-- Start SUPPLIED INFORMATION --

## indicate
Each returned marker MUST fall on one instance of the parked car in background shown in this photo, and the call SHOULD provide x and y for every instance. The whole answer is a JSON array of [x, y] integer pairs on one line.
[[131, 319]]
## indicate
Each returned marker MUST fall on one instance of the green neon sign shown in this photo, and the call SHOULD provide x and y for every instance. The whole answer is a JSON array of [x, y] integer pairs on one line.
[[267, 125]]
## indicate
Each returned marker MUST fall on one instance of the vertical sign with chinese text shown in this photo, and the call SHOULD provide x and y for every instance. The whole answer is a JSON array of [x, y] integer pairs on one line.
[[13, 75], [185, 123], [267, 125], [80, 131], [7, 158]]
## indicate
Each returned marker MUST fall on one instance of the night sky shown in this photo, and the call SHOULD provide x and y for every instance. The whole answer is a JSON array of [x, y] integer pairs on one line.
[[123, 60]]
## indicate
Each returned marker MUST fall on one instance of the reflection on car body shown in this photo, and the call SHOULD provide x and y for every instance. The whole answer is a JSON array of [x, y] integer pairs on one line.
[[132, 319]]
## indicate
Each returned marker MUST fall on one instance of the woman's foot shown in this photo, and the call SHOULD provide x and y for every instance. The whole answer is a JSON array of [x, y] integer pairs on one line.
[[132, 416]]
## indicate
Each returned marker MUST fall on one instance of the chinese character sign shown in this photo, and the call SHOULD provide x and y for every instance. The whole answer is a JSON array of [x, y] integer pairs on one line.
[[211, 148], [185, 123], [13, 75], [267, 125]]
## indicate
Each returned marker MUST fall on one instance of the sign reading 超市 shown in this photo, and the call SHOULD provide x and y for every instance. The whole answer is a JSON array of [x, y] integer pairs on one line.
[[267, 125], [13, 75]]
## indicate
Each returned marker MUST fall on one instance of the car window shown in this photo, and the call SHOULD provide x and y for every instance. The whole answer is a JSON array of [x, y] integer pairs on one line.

-- End SUPPLIED INFORMATION --

Starting at the beginning of the data and ending at the line that contains "[[132, 416]]", reproduce every line in full and shift each coordinate in the answers by -135.

### SOLUTION TO THE EXERCISE
## indicate
Each returned marker MUST fall on one instance of the parked car in background shown in this photo, and the call SHOULD provide x and y for every instance. The whole answer is a JSON array of [x, y] integer pairs on one line.
[[-4, 184]]
## indicate
Each returned marker MUST fall on one instance of the green neon sign shown in this photo, and the call SHOULD provide x and y for every instance. The whole answer is a JSON array of [x, y] integer pairs on one line.
[[132, -10]]
## indicate
Each returned marker MUST fall on one instance of the vertical sign with chinese text shown in this photo, and the call SHOULD provide x and y for every instance. The whole answer is a JSON array of [x, y] integer pairs on one line.
[[-122, -60], [50, -12], [132, -10], [-55, -4], [-128, 23]]
## indicate
Each returned marker MUST fall on one instance of the night sky shown in this photo, and the call SHOULD provide x and y for every instance. The whole answer is a JSON array of [x, y] integer pairs on one line.
[[-12, -75]]
## indicate
Each returned marker MUST fall on one instance of the reflection on car body shown in this photo, and the call SHOULD provide x and y for every instance. The whole answer is a JSON array of [x, y] integer pairs on one line.
[[-3, 184]]
## indicate
Each returned marker MUST fall on one instance of the woman's foot shown in this photo, and the call SHOULD provide x and y for every instance. The whole answer is a JSON array of [x, y] integer pairs on one line.
[[-3, 281]]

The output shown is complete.